Directives:
[A] According to the email exchange about socket address structures, what type should a struct field have if it will ever store an IPv6 address?
[B] In the email exchange about socket address structures, why does the first writer suggest making saddr a struct sockaddr instead of a struct sockaddr_in? Answer in one to three sentences.
[C] Extend the email exchange about socket address structures, picking up right after its final line.

Text provided:
+-------+

On Dec 8, 2008, at Dec 8, 2008, 2:26 PM, Steve Dickson wrote:
Steinar H. Gunderson wrote:
On Mon, Dec 08, 2008 at 08:46:36AM -0500, Steve Dickson wrote:
typedef struct {
char **hostname;
struct sockaddr_in saddr;
struct pmap pmap;
} clnt_addr_t;
Why isn't saddr a struct sockaddr instead of a struct sockaddr_in?
It seems at the beginning of each routine saddr is always being
typecast into a struct sockaddr pointer.... So wouldn't be easier
and cleaner to simply make sadd a struct sockaddr or am I missing
something?
I'm sure most people here know this, but still, be careful: If you
ever
intend to store an IPv6 address somewhere, the field in the struct
should be
a sockaddr_storage. sockaddr (or sockaddr_in, for that matter) is
not big
enough to store a sockaddr_in6.
Understood... But isn't a struct sockaddr large enough to store
a IPv6 address?

+-------+

[Items listed in a dataset]
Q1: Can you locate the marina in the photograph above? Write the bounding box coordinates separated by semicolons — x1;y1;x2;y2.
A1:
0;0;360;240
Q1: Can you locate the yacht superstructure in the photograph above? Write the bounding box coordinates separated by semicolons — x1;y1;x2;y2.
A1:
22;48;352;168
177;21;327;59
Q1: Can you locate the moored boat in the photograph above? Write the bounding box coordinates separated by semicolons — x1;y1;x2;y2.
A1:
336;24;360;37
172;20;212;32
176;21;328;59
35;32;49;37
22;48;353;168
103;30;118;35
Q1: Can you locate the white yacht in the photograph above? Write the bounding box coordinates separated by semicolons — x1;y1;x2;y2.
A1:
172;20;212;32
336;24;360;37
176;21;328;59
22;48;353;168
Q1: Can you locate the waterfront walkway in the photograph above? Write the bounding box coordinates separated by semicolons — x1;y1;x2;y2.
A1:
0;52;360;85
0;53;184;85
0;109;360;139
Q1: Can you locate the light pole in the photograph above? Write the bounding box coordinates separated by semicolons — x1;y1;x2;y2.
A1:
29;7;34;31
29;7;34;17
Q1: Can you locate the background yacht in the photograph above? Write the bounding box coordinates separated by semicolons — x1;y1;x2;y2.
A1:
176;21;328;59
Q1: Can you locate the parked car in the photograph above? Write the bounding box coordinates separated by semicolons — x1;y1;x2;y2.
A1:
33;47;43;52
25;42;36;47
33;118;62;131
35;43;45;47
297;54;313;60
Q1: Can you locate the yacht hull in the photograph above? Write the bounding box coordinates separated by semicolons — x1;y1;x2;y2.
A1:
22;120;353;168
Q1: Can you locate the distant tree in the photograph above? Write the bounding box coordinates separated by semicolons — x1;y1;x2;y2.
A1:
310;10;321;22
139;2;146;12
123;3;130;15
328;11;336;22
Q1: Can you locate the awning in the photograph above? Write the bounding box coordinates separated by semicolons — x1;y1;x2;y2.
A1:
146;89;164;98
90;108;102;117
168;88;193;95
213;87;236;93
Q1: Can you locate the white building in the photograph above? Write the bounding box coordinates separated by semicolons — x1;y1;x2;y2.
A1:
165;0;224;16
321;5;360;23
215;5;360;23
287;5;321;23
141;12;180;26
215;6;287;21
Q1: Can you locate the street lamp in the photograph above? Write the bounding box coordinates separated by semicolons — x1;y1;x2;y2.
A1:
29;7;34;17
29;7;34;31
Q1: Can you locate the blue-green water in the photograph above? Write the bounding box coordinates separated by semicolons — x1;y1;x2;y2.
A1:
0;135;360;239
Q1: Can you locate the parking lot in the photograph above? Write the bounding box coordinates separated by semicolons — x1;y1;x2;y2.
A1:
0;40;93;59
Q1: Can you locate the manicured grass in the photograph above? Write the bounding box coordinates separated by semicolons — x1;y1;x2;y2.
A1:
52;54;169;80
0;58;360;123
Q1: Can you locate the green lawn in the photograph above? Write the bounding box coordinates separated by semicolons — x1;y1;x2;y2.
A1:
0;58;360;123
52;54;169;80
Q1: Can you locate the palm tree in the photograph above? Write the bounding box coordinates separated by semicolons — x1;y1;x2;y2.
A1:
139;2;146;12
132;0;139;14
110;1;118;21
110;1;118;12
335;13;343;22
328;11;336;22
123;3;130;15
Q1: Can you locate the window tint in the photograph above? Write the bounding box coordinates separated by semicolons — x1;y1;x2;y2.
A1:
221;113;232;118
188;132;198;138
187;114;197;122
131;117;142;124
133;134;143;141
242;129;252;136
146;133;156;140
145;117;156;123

+-------+

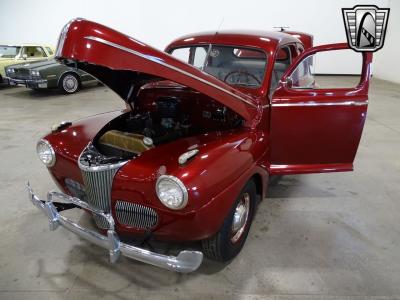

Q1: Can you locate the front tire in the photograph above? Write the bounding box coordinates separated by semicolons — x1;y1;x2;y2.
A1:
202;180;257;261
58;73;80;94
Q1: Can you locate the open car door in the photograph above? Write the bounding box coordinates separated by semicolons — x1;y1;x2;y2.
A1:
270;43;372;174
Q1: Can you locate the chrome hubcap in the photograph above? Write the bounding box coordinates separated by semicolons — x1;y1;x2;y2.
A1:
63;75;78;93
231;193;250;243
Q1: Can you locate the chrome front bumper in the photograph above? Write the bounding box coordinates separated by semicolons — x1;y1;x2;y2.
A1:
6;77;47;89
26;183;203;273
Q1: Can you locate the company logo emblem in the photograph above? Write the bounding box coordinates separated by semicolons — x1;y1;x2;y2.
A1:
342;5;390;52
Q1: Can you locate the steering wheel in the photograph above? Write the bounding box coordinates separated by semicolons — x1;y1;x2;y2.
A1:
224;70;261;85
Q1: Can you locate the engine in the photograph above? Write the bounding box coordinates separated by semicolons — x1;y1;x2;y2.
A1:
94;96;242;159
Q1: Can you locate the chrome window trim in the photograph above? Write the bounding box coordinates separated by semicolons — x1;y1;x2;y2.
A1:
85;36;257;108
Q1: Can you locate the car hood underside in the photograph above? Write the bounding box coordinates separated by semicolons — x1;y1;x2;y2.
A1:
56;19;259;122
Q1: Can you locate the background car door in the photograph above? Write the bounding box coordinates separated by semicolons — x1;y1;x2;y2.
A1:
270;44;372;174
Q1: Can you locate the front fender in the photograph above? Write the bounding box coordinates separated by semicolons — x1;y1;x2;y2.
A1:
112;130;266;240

+-------+

Results by task:
[A] It should be a sockaddr_storage.

[B] The writer notes that saddr is always typecast into a struct sockaddr pointer at the beginning of each routine. Declaring it as a struct sockaddr would therefore seem easier and cleaner.

[C]
No, they aren't: IPv6 addresses are larger than sockaddr_in's.
sockaddr's happen to be the same size as sockaddr_in's. I think this
is defined by POSIX, but I could be incorrect.
Its no biggie... but what caught my eye was usually
struct sockaddr are typecast into sockaddr_in, not the other away
around.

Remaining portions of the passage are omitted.